**Instructions to follow**
Turn every line of the rows below into a JSON list of strings, one string per line, and omit any blank lines.

-- Begin Records provided --

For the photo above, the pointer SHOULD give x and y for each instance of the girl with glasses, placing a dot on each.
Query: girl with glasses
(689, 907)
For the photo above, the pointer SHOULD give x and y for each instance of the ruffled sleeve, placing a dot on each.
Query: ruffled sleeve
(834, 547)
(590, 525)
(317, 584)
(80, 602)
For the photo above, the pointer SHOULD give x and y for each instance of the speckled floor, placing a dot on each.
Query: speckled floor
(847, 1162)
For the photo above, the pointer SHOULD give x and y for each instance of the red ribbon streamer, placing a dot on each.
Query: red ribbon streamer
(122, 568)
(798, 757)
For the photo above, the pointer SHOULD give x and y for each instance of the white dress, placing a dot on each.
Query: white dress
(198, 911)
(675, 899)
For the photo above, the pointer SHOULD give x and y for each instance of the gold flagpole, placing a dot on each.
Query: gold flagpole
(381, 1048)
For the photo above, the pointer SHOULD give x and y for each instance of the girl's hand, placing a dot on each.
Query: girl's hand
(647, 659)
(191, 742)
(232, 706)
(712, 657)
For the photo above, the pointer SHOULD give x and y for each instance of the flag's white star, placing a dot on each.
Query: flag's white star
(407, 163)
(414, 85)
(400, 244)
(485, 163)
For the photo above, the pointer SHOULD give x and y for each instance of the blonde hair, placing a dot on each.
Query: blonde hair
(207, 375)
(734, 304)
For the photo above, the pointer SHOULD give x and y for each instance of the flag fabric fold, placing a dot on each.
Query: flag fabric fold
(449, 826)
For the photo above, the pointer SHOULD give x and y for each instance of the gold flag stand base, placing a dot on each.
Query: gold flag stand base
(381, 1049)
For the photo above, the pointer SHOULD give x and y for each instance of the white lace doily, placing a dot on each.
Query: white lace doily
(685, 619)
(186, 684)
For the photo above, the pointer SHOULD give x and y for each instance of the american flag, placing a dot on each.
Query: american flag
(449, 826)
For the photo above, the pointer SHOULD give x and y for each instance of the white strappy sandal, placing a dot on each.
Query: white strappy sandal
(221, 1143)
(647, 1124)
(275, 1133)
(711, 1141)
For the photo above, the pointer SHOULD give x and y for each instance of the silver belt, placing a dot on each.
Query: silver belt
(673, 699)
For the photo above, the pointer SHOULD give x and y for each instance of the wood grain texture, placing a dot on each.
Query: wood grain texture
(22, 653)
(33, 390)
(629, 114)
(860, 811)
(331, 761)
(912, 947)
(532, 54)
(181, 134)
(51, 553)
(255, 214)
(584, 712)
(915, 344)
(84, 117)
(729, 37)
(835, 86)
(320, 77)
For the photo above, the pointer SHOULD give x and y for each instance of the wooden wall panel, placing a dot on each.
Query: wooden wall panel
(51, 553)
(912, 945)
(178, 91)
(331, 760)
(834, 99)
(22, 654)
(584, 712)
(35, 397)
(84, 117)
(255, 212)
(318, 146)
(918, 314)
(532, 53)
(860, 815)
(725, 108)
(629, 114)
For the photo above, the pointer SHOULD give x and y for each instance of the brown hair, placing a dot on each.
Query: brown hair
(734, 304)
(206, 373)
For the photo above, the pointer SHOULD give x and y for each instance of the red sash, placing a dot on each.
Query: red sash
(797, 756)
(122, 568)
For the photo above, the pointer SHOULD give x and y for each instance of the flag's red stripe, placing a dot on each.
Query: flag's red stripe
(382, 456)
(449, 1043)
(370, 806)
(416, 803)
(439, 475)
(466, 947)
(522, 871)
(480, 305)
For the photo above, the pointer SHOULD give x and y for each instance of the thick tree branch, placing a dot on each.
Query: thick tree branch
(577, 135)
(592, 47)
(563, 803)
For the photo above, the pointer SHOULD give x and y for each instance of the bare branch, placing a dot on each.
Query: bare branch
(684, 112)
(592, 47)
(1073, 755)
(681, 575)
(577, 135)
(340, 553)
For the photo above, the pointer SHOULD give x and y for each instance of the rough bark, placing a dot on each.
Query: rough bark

-- End Records provided --

**The output**
[
  "For the photo above, the pointer SHOULD give x and y for each instance of the girl with glasses, placing a dot on each.",
  "Query: girl with glasses",
  "(689, 907)",
  "For the photo above, the pointer SHOULD give x and y for each instance of the ruffled sleeve, placing a dot on each.",
  "Query: ruffled sleeve",
  "(834, 547)",
  "(590, 525)",
  "(317, 584)",
  "(80, 602)",
  "For the photo above, the pointer SHOULD give x and y for each instance of the speckled floor, placing a dot on each.",
  "Query: speckled floor",
  "(847, 1162)",
  "For the photo above, the pointer SHOULD give x and y for each instance of the red ribbon streamer, placing a dot on each.",
  "Query: red ribbon streamer",
  "(122, 568)",
  "(798, 757)",
  "For the photo above, the pointer SHOULD give x and y for each instance of the white dress, placing a dot on each.",
  "Query: white dress",
  "(198, 911)",
  "(675, 899)",
  "For the photo above, the pointer SHOULD give x and y for each instance of the gold flagpole, placing a dot on each.",
  "Query: gold flagpole",
  "(381, 1048)",
  "For the photo above, the pointer SHOULD give x and y for each instance of the girl's hand, placing a dot on each.",
  "Query: girl's hand",
  "(647, 659)",
  "(191, 742)",
  "(232, 706)",
  "(712, 657)",
  "For the photo above, the pointer SHOULD give x and y for each instance of the flag's white star, placing a dot on each.",
  "Query: flag's white star",
  "(407, 163)",
  "(414, 85)",
  "(400, 244)",
  "(485, 163)",
  "For the photo above, the pointer SHOULD give x and y for each instance of the blonde hair, placing a dot on each.",
  "Query: blonde hair",
  "(207, 375)",
  "(734, 304)",
  "For the photo above, the pointer SHOULD give x and y for each instance of the flag fabric fold, placing a dot on each.",
  "Query: flag fabric fold",
  "(449, 826)",
  "For the photo above, the pointer SHOULD give x and y for each instance of the gold flag stand base, placing a dot on each.",
  "Query: gold flag stand base",
  "(381, 1049)",
  "For the photo above, the pointer SHOULD give x and y for each instance of the white lace doily, placing a dot on each.",
  "Query: white lace doily",
  "(685, 619)",
  "(186, 684)",
  "For the photo above, the pointer SHOULD give x and y for each instance of the american flag, placing a dot on each.",
  "Query: american flag",
  "(449, 826)",
  "For the photo above, the pointer SHOULD give x and y for each instance of the white strappy sandal, placing a dot on each.",
  "Query: white strappy sandal",
  "(221, 1143)",
  "(647, 1124)",
  "(275, 1133)",
  "(711, 1141)",
  "For the photo above, the pointer SHOULD give x and y for each instance of the silver belt, placing a dot on each.",
  "Query: silver belt",
  "(673, 699)",
  "For the photo above, the pointer SHOULD give x and y for each instance of the wood grain texture, placing a dot on each.",
  "Query: wood grain texture",
  "(22, 653)",
  "(33, 390)",
  "(629, 114)",
  "(860, 811)",
  "(331, 761)",
  "(912, 947)",
  "(532, 54)",
  "(181, 134)",
  "(51, 553)",
  "(255, 214)",
  "(584, 712)",
  "(915, 344)",
  "(84, 117)",
  "(729, 37)",
  "(835, 86)",
  "(320, 77)",
  "For the photo above, the pointer SHOULD give x and y for each instance of the wooden wall panel, placing a dot on each.",
  "Query: wooden wall panel",
  "(51, 553)",
  "(912, 945)",
  "(178, 91)",
  "(331, 760)",
  "(834, 99)",
  "(22, 654)",
  "(584, 712)",
  "(35, 397)",
  "(84, 117)",
  "(255, 212)",
  "(318, 146)",
  "(918, 314)",
  "(532, 53)",
  "(860, 815)",
  "(725, 108)",
  "(629, 114)",
  "For the photo above, the pointer SHOULD give x and y for each instance of the brown hair, placing a dot on each.",
  "Query: brown hair",
  "(734, 304)",
  "(206, 373)",
  "For the photo above, the pointer SHOULD give x and y for each instance of the red sash, placing a dot on each.",
  "Query: red sash",
  "(797, 756)",
  "(122, 568)",
  "For the photo above, the pointer SHOULD give x and y for each instance of the flag's red stripe, placing a dot on each.",
  "Query: flag's red stripe",
  "(382, 456)",
  "(449, 1043)",
  "(370, 806)",
  "(416, 803)",
  "(439, 475)",
  "(466, 947)",
  "(522, 871)",
  "(480, 305)",
  "For the photo above, the pointer SHOULD give x and y for each instance of the thick tree branch, placing a dot on each.",
  "Query: thick tree branch",
  "(577, 135)",
  "(592, 47)",
  "(563, 803)",
  "For the photo above, the pointer SHOULD give x and y for each instance of the bare branch, placing a dot on each.",
  "Query: bare branch",
  "(684, 112)",
  "(592, 47)",
  "(1073, 755)",
  "(681, 575)",
  "(577, 135)",
  "(340, 553)",
  "For the photo above, the pointer SHOULD give x and y for each instance of the rough bark, placing a dot on each.",
  "Query: rough bark"
]